TEXTO MOSTRADO >>
****************

Los vivos y los muertos

 

Fueron las elites políticas locales las encargadas de diseñar los arquetipos fundantes de cada nacionalidad en el concierto latinoamericano. Por oportunismo o conveniencia política, los dueños del poder erigieron los emblemas nacionales en función de una épica y una tradición cuyas glorias no opacaban sus intenciones políticas. Así como la elite hondureña alzó la figura de un indígena como símbolo nacional pero ha desdeñado a las etnias aborígenes actuales, la elite criolla argentina hizo del gaucho Martín Fierro –el gran poema de José Hernández- una figura arquetípica, aunque pusiera empeño en perseguir y hostigar al gaucho vivo.

Ante la pérdida de control de los recursos nacionales a manos del capitalismo norteamericano, el poder hondureño amenazado utilizó el discurso del mestizaje como discurso de protección, ignorando la presencia de otras etnias no mestizas. Algo similar ocurre en el Perú cuando se separa la historia del incanato del indígena actual, a quien suele vérselo como un ente externo a la historia de los incas (Mendoza 2004).

****************

DATOS ALMACENADOS >>
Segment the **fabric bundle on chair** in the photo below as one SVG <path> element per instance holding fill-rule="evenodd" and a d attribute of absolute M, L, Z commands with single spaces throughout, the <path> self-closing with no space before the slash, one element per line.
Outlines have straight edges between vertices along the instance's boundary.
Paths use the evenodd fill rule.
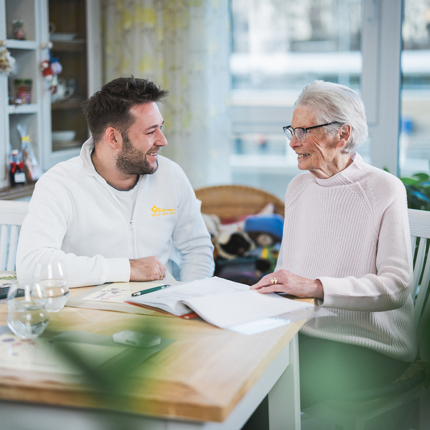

****************

DETALLES DEL EJERCICIO >> Por favor, continúa el texto sobre las elites latinoamericanas y los símbolos nacionales a partir de su última oración.

RESPUESTA ESCRITA >>
Al instituir al Martín Fierro como símbolo de virtudes y valores argentinos, la intelectualidad criolla local del siglo XX postuló al gaucho como fundador mítico de la nacionalidad; pero, en tanto población rural libre y pobre –no incorporado al mercado de trabajo pero empujado a él según las necesidades de la explotación rural, o reclutados para el ejército- el gaucho ya no existía. Por lo que la decisión fue doblemente oportuna: no comprometía a nadie en términos socio-políticos y, al mismo tiempo, el gaucho podía postularse como símbolo de una esencia nacional amenazada por la inmigración (Sarlo 1995). Al gaucho vivo se lo persiguió y combatió, se lo arrestó y obligó a servir al sistema político y militar, pero al gaucho muerto –decía Jauretche- se lo puede idealizar sin que reclame aumento de jornales o forme sindicato.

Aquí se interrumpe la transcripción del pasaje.